**Entries provided:**
************

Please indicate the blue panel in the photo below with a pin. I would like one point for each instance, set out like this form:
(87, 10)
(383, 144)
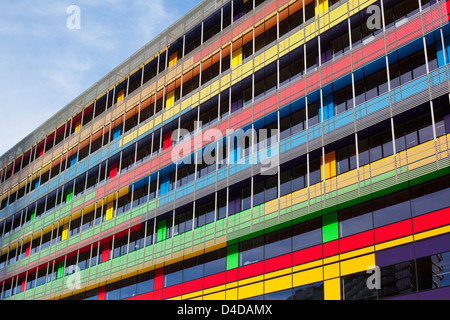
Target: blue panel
(297, 105)
(440, 54)
(141, 183)
(73, 160)
(328, 107)
(117, 132)
(410, 48)
(375, 66)
(165, 180)
(342, 82)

************

**Task item:**
Nothing in the records should be changed in the copy, but the pictures must be left out.

**Exercise answer:**
Please indicate the blue panel in the photo below with a pin. I would like one point for each instance, set out like this form:
(87, 10)
(383, 144)
Target: blue panel
(297, 105)
(440, 54)
(141, 183)
(73, 160)
(328, 107)
(117, 132)
(410, 48)
(375, 66)
(165, 180)
(342, 82)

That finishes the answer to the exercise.